WHAT TO PRODUCE :: Among the entries below, find the line with "Prompts, when given, appear", then quote it and each following line up to and including the line with "box: [395, 154, 436, 197]", and nothing else.

[Saved entries]
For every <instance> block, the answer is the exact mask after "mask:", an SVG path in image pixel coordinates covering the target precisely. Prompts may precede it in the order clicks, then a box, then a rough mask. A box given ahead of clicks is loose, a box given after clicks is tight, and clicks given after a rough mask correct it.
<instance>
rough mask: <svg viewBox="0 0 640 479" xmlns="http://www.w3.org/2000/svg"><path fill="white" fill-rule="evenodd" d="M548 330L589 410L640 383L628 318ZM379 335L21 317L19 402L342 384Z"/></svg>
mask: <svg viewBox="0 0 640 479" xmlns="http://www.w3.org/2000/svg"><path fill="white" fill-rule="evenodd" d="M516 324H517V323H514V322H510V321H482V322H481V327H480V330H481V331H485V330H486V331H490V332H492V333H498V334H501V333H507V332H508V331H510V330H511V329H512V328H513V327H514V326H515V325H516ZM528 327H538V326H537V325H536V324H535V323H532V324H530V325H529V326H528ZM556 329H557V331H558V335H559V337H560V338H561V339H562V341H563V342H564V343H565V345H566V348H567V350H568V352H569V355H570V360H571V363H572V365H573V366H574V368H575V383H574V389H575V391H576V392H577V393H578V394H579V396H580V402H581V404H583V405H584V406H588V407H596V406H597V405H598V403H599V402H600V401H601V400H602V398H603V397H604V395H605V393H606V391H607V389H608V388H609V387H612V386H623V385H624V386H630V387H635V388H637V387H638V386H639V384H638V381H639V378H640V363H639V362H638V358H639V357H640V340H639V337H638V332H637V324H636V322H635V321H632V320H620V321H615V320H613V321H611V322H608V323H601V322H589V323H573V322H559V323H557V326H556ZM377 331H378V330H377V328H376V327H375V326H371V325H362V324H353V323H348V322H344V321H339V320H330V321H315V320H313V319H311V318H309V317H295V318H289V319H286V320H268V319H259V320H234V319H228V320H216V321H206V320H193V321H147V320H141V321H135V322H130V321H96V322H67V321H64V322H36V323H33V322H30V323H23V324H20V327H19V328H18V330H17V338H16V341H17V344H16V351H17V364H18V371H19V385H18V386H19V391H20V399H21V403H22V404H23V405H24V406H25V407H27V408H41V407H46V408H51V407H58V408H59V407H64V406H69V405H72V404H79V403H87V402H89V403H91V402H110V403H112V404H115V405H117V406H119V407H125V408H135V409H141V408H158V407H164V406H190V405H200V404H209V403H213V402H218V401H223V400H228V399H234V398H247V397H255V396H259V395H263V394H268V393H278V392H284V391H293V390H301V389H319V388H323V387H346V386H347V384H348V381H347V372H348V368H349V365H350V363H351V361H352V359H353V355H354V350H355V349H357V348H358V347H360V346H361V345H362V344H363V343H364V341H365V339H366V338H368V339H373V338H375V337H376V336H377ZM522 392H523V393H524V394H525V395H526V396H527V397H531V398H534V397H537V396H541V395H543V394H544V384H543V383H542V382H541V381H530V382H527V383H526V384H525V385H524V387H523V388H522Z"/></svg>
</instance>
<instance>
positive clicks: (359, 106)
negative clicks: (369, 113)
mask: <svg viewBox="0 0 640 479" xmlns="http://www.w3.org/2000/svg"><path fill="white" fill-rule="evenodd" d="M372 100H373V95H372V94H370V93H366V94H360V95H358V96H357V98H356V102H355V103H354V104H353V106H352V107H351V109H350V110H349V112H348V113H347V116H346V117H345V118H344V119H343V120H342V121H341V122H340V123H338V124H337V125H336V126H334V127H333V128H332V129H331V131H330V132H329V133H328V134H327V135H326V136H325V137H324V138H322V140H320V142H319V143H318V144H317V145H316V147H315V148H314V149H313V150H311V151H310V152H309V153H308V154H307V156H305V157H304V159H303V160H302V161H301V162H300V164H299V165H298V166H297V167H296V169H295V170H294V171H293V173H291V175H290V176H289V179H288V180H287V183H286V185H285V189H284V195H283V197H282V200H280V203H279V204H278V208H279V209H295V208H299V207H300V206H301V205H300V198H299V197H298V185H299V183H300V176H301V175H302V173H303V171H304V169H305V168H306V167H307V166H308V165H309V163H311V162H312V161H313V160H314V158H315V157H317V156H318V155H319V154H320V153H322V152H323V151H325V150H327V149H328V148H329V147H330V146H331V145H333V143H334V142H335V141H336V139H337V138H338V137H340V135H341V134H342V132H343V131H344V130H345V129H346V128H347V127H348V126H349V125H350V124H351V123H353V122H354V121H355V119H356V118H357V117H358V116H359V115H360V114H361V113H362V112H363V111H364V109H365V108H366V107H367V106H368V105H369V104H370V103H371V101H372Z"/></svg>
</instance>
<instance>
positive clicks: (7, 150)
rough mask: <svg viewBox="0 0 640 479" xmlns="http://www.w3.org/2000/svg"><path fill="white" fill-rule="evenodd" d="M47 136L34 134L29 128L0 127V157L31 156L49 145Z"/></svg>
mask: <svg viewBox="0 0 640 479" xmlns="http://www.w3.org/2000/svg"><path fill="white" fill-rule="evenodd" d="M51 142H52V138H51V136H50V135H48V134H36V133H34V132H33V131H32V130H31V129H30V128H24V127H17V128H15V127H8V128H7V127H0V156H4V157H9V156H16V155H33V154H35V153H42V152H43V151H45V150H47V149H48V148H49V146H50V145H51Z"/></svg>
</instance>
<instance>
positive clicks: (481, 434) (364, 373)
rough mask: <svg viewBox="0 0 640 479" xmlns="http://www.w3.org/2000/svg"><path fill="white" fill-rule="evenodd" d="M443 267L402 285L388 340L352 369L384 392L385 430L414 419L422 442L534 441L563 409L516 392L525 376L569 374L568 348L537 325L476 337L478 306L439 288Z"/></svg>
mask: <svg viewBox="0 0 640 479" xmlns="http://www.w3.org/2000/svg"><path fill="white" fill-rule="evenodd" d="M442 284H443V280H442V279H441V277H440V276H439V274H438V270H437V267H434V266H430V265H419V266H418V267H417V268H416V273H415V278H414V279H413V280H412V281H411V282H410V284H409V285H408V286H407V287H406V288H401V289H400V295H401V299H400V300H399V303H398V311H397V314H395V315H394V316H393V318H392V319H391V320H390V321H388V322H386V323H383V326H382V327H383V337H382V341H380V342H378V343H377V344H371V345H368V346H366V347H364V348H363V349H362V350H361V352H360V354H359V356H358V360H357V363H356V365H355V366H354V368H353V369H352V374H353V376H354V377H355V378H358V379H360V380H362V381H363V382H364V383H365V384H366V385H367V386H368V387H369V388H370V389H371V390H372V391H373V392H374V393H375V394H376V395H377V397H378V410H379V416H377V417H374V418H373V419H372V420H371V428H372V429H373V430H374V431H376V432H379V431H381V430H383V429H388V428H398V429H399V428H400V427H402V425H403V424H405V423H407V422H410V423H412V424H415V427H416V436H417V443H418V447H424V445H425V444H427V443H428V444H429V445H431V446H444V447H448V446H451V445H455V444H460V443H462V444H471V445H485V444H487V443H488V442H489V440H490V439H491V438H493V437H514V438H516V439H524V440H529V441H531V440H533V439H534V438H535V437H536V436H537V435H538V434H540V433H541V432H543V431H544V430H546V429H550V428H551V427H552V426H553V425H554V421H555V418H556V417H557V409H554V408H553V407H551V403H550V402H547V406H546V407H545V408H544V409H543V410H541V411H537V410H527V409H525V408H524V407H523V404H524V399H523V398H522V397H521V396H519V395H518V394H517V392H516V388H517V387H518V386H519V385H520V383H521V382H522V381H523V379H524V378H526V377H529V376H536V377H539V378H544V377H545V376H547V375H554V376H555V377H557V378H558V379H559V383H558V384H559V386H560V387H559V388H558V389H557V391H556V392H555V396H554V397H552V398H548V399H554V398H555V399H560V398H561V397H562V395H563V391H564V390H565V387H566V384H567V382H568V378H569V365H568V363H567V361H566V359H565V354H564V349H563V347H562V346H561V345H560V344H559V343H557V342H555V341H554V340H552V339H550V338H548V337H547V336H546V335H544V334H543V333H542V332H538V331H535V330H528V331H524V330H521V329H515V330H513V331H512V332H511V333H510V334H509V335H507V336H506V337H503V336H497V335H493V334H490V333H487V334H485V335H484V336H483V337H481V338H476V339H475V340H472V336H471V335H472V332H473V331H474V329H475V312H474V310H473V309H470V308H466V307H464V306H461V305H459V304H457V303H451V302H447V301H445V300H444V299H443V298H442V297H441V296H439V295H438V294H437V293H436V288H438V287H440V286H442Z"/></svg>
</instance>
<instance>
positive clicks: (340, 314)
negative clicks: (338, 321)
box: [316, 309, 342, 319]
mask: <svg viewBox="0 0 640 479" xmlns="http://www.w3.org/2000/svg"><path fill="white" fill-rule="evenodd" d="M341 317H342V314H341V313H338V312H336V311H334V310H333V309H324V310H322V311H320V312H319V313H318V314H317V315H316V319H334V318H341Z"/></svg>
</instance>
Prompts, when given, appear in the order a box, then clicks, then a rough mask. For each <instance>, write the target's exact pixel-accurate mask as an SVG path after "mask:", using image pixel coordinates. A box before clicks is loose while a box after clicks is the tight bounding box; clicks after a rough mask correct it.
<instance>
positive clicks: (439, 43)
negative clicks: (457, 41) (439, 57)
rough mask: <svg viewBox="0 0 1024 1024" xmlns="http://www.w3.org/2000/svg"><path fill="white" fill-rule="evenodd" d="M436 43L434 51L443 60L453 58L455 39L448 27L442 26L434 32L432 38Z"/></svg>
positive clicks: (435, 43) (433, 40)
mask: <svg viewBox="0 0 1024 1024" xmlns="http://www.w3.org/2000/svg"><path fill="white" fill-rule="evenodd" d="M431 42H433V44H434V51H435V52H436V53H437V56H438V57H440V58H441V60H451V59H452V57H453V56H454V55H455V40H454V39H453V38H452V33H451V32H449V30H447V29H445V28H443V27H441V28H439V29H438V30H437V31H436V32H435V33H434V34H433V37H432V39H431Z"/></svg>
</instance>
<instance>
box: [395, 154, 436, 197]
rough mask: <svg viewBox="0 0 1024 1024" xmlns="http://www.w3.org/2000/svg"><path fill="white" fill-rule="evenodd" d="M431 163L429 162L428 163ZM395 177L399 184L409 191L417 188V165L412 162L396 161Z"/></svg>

SOLUTION TO THIS PROBLEM ::
Prompts, when given, appear in the order a box, then clicks, then a rough mask. For each <instance>, write the target's exact pixel-accurate mask as an SVG path after "mask:", using image pixel coordinates. A box before clicks is loose while a box after clicks is the tight bounding box; clicks after a rough mask correct it.
<instance>
positive clicks: (439, 43)
negative clicks: (457, 41) (439, 57)
rough mask: <svg viewBox="0 0 1024 1024" xmlns="http://www.w3.org/2000/svg"><path fill="white" fill-rule="evenodd" d="M436 43L434 51L443 60L453 58L455 39L448 27L442 26L434 32L432 38Z"/></svg>
positive clicks: (435, 43) (433, 40)
mask: <svg viewBox="0 0 1024 1024" xmlns="http://www.w3.org/2000/svg"><path fill="white" fill-rule="evenodd" d="M431 42H433V44H434V51H435V52H436V53H437V56H438V57H440V58H441V60H451V59H452V57H453V56H454V55H455V40H454V39H453V38H452V33H451V32H449V30H447V29H445V28H443V27H441V28H439V29H438V30H437V31H436V32H435V33H434V34H433V37H432V39H431Z"/></svg>
</instance>
<instance>
box: [395, 154, 436, 197]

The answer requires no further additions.